ENTRIES SUPPLIED:
════════
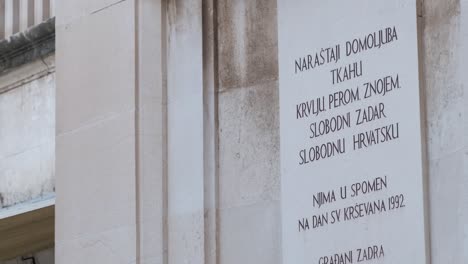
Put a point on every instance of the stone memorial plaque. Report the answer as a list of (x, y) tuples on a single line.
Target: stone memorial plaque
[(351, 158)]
════════
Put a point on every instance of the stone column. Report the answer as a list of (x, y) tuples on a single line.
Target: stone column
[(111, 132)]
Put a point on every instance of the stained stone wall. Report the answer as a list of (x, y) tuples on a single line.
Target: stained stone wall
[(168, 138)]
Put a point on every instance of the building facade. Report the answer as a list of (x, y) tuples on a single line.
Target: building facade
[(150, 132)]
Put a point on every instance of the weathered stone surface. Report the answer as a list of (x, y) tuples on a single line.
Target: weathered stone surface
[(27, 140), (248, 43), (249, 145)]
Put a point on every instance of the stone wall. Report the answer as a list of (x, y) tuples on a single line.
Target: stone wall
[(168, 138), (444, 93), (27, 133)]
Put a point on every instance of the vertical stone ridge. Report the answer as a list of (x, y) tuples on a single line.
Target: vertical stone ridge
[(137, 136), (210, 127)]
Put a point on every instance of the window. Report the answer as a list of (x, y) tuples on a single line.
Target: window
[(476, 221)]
════════
TASK STATEMENT: Lay out everything from the line containing "Put a point on every instance of the stone memorial" down to the line containing "[(351, 158)]" as a Markdown table with the columns Row and Line, numbering each line and leaving out blank lines. Include only those lines.

RESULT OF THIS TASK:
| Row | Line |
|---|---|
| 1 | Put a point on every instance of the stone memorial plaque. Report the answer as a list of (x, y) tuples on a single line. |
| 2 | Target: stone memorial plaque |
| 3 | [(351, 158)] |